## start EXTRACTED DATA

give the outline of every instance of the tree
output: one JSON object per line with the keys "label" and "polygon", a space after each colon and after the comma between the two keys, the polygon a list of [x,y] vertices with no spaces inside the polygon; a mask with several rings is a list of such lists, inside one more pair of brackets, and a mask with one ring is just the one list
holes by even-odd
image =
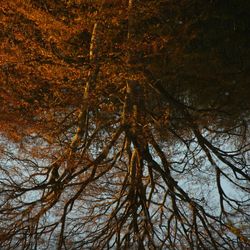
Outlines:
{"label": "tree", "polygon": [[3,1],[1,247],[249,247],[248,7]]}

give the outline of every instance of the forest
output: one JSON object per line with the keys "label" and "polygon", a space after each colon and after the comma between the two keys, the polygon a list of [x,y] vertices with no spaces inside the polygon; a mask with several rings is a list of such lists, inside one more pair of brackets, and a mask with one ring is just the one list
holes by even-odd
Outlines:
{"label": "forest", "polygon": [[1,0],[0,249],[250,249],[249,10]]}

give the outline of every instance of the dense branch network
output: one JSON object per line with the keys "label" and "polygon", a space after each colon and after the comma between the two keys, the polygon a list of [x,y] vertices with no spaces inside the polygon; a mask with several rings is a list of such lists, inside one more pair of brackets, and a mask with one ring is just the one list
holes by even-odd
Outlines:
{"label": "dense branch network", "polygon": [[[5,51],[10,62],[1,64],[1,113],[9,115],[1,119],[11,124],[0,127],[1,248],[249,247],[249,110],[197,103],[199,91],[178,87],[182,78],[165,65],[173,45],[163,41],[179,31],[160,12],[168,1],[63,2],[3,7],[4,25],[14,11],[43,42],[30,41],[31,65],[20,52],[25,32],[5,41],[15,53]],[[91,34],[84,62],[68,43],[79,26]]]}

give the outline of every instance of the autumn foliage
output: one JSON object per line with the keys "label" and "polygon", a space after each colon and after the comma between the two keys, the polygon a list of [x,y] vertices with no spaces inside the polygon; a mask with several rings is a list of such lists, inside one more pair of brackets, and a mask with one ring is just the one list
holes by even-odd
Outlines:
{"label": "autumn foliage", "polygon": [[249,8],[2,0],[1,249],[250,247]]}

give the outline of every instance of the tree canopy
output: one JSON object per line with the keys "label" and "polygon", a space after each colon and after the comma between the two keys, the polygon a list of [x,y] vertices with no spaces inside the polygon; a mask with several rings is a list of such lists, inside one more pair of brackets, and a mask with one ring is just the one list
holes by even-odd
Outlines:
{"label": "tree canopy", "polygon": [[2,0],[1,249],[247,249],[249,9]]}

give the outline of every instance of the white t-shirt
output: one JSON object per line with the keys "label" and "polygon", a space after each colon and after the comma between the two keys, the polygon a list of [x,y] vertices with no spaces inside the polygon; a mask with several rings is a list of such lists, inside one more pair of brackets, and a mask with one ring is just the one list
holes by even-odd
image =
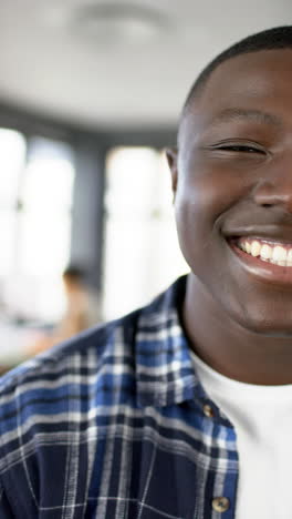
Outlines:
{"label": "white t-shirt", "polygon": [[292,385],[258,386],[215,372],[191,352],[207,393],[237,432],[236,519],[292,518]]}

## end EXTRACTED DATA

**WHAT TO WORK ON**
Copy these lines word for word, covering the entire listing, but leave out the pictures.

**TASK OUTPUT**
give the outline of every instance of the tree
output: one JSON object per line with the keys "label" and "polygon", a space after each colon and after the comma between the two keys, the polygon a list of [x,y] vertices with no spaces inside the polygon; a mask with several rings is a list of such lists, inside one more pair of brackets, and a mask with one ring is just the one list
holes by even-odd
image =
Outlines:
{"label": "tree", "polygon": [[3,1],[1,247],[249,247],[248,7]]}

give the outline of every instance of the forest
output: one JSON object per line with the keys "label" and "polygon", a space after each colon and after the comma between the two keys, the polygon a list of [x,y] vertices with no spaces inside the polygon; a mask with several rings is a list of such lists, inside one more pair of brackets, and a mask with one ring is just the one list
holes by even-odd
Outlines:
{"label": "forest", "polygon": [[1,0],[0,249],[250,249],[249,10]]}

give the outline of every instance of the dense branch network
output: one JSON object per line with the keys "label" and "polygon", a space after each colon and after the comma between the two keys, the polygon a list of [x,y] vertices with no spaces inside the polygon; a mask with several rings is a list of such lists, inside one more pair of brackets, and a mask with one ring is just the one list
holes by even-odd
Outlines:
{"label": "dense branch network", "polygon": [[[5,51],[10,62],[1,64],[1,113],[9,115],[1,119],[11,124],[0,127],[1,248],[249,247],[249,110],[197,103],[199,91],[178,87],[182,78],[165,65],[173,45],[163,41],[179,31],[160,12],[168,1],[63,2],[3,7],[4,25],[14,11],[43,42],[30,41],[31,65],[20,52],[25,32],[5,41],[15,53]],[[91,34],[84,62],[68,43],[79,26]]]}

give the outline of every instance of the autumn foliage
output: one JSON object per line with the keys "label" and "polygon", a space after each colon and after the comma between the two keys, the polygon a list of [x,y] vertices with no spaces inside the polygon; a mask with several rings is a list of such lists, inside one more pair of brackets, and a mask with one ring is just the one list
holes by even-odd
Outlines:
{"label": "autumn foliage", "polygon": [[249,8],[2,0],[1,249],[250,247]]}

give the outline of every instance of the tree canopy
output: one JSON object per line with the keys "label" and "polygon", a space after each colon and after the comma between the two keys, the polygon a list of [x,y] vertices with no spaces inside the polygon; a mask with several rings is a list of such lists, inside one more pair of brackets, and a mask with one ring is just the one list
holes by even-odd
Outlines:
{"label": "tree canopy", "polygon": [[2,0],[1,249],[247,249],[249,9]]}

give the outline of every instance of the white t-shirt
output: one JSON object per line with the keys "label" and "polygon", a space after each colon and after the comma between the two keys, the polygon a list of [x,y] vertices with no spaces inside the polygon; a mask with several rings is a list of such lists, inside one more pair of brackets, and a mask with one ring is just the one list
holes by even-odd
image =
Outlines:
{"label": "white t-shirt", "polygon": [[292,385],[258,386],[215,372],[191,352],[207,393],[237,432],[236,519],[292,518]]}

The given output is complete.